Quick Links

Some problem with warm standby server

From:	Nico Sabbi <nsabbi(at)officinedigitali(dot)it>
To:	pgsql-general(at)postgresql(dot)org
Subject:	Some problem with warm standby server
Date:	2007-04-27 10:31:26
Message-ID:	4631D0FE.4010106@officinedigitali.it
Views:	Whole Thread \| Raw Message \| Download mbox \| Resend email
Thread:
Lists:	pgsql-general

Hi,
I have some doubts regarding the settings and the access procedure of
warm standby servers:
- can autovacuum be safely enabled on the replicator?
- I'm using pg_standby (from cvs) that is generally working well as
expected (logs are copied with
scp); today I wanted to temporarily stop the replication to verify
some data to restart it later on, so
I touched the trigger file, waited for the log to report "database
ready", verified that the
databases were actually up-to-date. All was fine, then I ran

rm -f pg_xlog/* pg_xlog/archive_status/*
mv recovery.done recovery.conf (the permissions were right)

────

WRITTEN TASK 1 |
In the mailing list post about the warm standby server, rewrite everything from "- I'm using" down to "permissions were right)", changing "scp" to "rsync" wherever it occurs.
The mailing list post above and the rows that follow are unrelated material.

────

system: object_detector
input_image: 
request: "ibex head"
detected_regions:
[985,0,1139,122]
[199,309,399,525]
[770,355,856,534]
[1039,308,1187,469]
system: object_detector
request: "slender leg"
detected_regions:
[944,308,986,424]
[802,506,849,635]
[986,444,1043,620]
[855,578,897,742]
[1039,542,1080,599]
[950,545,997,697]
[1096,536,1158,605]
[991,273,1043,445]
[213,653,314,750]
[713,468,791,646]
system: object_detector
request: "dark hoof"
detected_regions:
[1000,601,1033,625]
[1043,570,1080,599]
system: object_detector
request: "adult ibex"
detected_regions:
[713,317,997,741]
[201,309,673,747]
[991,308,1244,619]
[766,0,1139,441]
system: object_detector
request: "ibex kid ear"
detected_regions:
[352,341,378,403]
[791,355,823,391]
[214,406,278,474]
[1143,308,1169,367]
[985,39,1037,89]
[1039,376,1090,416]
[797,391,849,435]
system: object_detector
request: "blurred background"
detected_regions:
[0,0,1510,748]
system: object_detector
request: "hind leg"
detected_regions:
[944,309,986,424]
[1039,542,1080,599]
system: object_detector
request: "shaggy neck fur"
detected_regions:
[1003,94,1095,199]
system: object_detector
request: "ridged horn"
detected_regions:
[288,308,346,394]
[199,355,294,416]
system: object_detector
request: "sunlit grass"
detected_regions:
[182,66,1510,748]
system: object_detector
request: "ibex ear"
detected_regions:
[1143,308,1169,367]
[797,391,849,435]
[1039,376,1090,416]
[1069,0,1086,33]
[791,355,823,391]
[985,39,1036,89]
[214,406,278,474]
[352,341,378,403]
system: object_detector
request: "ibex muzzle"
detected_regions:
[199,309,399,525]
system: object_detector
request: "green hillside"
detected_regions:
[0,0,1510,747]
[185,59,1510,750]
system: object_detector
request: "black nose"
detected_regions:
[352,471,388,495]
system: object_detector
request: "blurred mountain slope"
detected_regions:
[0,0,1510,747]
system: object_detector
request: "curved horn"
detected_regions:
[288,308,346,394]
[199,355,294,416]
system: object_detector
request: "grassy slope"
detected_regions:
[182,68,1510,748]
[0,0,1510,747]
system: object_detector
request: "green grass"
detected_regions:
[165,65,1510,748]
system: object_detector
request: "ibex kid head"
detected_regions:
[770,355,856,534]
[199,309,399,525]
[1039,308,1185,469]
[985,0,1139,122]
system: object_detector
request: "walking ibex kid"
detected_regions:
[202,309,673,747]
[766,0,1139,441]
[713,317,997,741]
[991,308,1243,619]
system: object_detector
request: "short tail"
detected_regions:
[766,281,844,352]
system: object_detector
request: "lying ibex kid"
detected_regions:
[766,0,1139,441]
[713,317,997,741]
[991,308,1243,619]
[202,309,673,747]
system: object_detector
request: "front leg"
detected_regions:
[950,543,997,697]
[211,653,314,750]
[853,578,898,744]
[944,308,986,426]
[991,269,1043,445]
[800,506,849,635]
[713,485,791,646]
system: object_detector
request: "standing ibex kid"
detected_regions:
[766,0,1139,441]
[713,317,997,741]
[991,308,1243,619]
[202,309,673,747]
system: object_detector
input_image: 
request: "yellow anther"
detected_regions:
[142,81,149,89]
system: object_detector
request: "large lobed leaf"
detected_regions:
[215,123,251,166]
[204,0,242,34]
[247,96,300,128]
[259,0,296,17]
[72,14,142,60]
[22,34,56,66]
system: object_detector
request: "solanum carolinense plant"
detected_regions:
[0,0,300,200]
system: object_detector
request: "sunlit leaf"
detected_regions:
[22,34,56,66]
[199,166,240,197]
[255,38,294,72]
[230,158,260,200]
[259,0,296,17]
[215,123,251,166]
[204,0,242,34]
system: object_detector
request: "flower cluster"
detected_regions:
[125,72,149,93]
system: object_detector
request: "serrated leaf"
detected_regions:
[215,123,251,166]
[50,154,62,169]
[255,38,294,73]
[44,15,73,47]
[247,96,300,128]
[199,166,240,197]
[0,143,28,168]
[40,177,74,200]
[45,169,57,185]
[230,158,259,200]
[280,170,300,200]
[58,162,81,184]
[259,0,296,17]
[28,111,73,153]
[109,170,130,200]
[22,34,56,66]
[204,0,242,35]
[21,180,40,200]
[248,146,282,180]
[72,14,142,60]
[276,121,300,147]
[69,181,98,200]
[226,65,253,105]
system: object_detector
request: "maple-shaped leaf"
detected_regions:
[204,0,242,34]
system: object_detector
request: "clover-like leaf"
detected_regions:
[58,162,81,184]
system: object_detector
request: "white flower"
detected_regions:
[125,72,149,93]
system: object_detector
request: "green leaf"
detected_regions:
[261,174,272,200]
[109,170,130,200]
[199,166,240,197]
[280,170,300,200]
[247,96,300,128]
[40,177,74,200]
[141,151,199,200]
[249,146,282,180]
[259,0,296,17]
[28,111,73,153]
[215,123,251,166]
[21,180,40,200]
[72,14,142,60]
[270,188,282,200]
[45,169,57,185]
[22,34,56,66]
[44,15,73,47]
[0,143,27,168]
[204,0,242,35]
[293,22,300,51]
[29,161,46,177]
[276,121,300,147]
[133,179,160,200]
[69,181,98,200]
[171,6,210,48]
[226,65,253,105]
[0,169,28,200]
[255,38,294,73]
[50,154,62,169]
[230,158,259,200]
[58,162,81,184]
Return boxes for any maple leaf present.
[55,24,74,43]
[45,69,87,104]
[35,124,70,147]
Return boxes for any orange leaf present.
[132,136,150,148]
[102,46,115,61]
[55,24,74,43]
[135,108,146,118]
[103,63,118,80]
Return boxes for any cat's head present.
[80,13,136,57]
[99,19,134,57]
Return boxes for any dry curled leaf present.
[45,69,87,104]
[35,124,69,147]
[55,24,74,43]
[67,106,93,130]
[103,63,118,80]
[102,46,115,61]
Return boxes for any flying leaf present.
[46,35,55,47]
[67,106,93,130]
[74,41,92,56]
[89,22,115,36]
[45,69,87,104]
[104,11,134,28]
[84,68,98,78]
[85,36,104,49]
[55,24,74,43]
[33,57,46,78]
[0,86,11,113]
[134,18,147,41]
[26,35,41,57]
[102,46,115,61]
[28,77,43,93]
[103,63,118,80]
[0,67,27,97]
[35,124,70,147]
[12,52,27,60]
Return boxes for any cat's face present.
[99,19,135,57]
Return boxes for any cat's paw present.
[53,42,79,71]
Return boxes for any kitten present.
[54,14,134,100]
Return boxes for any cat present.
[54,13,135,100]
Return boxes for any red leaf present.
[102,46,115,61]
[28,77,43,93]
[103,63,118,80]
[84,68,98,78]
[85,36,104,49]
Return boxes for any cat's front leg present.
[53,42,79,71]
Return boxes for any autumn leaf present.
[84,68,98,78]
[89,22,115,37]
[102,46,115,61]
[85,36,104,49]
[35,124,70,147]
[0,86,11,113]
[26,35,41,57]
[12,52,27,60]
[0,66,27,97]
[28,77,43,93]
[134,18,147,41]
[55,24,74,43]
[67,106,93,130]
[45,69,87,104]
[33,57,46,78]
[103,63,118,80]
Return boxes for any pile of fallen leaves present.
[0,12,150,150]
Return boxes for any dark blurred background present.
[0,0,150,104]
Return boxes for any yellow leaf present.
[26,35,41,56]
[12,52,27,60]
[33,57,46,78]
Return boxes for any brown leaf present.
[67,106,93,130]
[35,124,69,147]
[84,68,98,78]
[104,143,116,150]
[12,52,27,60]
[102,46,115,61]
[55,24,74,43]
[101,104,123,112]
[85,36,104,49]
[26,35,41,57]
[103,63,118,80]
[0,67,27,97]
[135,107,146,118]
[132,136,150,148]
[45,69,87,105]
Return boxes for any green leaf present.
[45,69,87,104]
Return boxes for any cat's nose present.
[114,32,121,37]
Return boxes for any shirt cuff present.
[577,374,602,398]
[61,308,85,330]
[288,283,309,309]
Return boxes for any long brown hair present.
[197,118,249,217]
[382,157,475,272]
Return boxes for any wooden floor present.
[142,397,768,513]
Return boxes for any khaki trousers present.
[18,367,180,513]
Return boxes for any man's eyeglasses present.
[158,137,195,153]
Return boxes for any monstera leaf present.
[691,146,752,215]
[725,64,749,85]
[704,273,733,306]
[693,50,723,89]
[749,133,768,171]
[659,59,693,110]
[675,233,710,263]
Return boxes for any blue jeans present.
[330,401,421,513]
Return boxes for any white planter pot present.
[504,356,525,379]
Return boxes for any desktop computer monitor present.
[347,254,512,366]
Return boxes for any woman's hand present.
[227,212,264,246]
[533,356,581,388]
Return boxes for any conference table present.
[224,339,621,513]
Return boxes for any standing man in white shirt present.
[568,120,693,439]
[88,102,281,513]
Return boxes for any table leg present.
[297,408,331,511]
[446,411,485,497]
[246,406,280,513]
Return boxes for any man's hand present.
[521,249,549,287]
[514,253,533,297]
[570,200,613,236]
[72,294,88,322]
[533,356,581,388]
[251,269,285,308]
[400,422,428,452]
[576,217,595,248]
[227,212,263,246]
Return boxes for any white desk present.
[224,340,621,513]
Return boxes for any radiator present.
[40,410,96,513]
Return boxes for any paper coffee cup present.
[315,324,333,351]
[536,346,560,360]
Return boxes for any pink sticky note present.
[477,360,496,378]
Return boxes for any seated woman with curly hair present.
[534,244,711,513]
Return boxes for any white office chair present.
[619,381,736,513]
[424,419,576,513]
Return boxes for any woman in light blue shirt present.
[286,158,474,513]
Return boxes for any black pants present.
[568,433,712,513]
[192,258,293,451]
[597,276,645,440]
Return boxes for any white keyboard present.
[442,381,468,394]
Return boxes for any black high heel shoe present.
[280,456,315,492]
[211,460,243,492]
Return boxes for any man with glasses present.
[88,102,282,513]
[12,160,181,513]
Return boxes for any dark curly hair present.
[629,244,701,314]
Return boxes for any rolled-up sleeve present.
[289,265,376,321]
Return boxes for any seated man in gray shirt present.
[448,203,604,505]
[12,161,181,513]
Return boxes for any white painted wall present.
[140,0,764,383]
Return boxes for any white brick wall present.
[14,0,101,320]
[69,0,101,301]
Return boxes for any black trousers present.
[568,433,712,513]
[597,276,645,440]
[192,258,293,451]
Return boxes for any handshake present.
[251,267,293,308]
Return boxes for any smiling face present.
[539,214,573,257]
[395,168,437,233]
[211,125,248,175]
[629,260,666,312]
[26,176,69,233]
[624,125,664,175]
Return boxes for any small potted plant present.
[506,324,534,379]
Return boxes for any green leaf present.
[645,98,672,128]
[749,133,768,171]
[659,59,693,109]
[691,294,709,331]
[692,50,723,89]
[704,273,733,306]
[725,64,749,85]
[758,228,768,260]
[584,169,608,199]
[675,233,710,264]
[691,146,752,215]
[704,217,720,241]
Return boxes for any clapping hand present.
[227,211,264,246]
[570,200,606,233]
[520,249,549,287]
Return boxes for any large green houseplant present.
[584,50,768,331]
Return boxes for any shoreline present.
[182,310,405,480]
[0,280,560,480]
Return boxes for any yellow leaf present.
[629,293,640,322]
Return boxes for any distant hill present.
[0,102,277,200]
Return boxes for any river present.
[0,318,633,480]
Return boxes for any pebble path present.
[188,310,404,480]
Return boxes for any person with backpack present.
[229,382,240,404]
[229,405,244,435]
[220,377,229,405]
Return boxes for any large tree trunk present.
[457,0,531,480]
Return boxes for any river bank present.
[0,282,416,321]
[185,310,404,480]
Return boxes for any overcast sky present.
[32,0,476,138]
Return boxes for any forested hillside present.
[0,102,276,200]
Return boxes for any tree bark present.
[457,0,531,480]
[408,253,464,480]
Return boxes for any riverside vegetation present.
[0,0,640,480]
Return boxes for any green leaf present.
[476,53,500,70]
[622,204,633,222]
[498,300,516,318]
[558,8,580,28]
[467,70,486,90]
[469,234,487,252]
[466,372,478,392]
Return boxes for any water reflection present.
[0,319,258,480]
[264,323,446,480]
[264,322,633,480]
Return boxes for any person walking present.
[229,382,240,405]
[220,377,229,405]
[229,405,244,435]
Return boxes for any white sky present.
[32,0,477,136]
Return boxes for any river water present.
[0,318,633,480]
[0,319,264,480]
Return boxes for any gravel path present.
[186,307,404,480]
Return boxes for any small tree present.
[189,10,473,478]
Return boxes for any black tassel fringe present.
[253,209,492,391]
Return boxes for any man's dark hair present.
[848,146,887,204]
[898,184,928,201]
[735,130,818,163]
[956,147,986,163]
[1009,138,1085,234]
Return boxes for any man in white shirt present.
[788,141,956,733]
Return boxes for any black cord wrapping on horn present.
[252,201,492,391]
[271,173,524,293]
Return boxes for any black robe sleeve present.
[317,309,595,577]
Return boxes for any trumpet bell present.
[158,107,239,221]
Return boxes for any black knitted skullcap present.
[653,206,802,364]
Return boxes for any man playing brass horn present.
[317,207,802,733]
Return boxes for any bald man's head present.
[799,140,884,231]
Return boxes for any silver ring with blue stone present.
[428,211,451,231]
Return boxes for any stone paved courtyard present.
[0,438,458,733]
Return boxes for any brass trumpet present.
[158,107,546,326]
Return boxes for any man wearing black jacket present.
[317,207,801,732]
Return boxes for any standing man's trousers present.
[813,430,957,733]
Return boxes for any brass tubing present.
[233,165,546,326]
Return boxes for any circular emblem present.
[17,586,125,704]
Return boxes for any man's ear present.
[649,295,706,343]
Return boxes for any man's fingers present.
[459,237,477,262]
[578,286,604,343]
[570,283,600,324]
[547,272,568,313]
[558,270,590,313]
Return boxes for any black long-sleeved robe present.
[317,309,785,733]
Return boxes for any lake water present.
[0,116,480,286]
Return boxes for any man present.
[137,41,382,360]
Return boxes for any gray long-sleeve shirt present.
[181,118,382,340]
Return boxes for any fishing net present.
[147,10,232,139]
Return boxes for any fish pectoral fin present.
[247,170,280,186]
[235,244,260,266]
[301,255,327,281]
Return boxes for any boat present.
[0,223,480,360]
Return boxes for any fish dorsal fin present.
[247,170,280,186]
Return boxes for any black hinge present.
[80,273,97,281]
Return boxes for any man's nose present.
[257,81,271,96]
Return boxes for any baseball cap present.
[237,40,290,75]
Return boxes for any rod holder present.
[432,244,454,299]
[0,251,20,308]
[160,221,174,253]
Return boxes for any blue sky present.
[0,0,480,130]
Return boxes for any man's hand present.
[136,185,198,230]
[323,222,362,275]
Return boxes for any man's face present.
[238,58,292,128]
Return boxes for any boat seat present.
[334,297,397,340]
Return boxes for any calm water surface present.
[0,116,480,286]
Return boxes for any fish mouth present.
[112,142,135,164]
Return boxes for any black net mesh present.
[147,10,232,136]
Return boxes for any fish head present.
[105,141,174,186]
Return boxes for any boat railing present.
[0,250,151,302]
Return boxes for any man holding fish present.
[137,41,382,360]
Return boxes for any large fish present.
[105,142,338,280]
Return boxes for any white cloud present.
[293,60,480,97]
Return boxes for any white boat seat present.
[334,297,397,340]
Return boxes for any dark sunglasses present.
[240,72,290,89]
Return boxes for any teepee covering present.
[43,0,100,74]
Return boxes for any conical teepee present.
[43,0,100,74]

────

WRITTEN TASK 2 |
Lay out everything in the rows from the line containing "Return boxes for any blue sky present." down to the last row as a Markdown table with the columns Row and Line, skipping any blank lines.

EXERCISE SOLUTION 1 |
- I'm using pg_standby (from cvs) that is generally working well as
expected (logs are copied with
rsync); today I wanted to temporarily stop the replication to verify
some data to restart it later on, so
I touched the trigger file, waited for the log to report "database
ready", verified that the
databases were actually up-to-date. All was fine, then I ran

rm -f pg_xlog/* pg_xlog/archive_status/*
mv recovery.done recovery.conf (the permissions were right)

EXERCISE SOLUTION 2 |
| Row | Line |
|---|---|
| 1 | Return boxes for any blue sky present. |
| 2 | [0,0,480,130] |
| 3 | Return boxes for any man's hand present. |
| 4 | [136,185,198,230] |
| 5 | [323,222,362,275] |
| 6 | Return boxes for any man's face present. |
| 7 | [238,58,292,128] |
| 8 | Return boxes for any boat seat present. |
| 9 | [334,297,397,340] |
| 10 | Return boxes for any calm water surface present. |
| 11 | [0,116,480,286] |
| 12 | Return boxes for any fish mouth present. |
| 13 | [112,142,135,164] |
| 14 | Return boxes for any black net mesh present. |
| 15 | [147,10,232,136] |
| 16 | Return boxes for any fish head present. |
| 17 | [105,141,174,186] |
| 18 | Return boxes for any boat railing present. |
| 19 | [0,250,151,302] |
| 20 | Return boxes for any man holding fish present. |
| 21 | [137,41,382,360] |
| 22 | Return boxes for any large fish present. |
| 23 | [105,142,338,280] |
| 24 | Return boxes for any white cloud present. |
| 25 | [293,60,480,97] |
| 26 | Return boxes for any white boat seat present. |
| 27 | [334,297,397,340] |
| 28 | Return boxes for any dark sunglasses present. |
| 29 | [240,72,290,89] |
| 30 | Return boxes for any teepee covering present. |
| 31 | [43,0,100,74] |
| 32 | Return boxes for any conical teepee present. |
| 33 | [43,0,100,74] |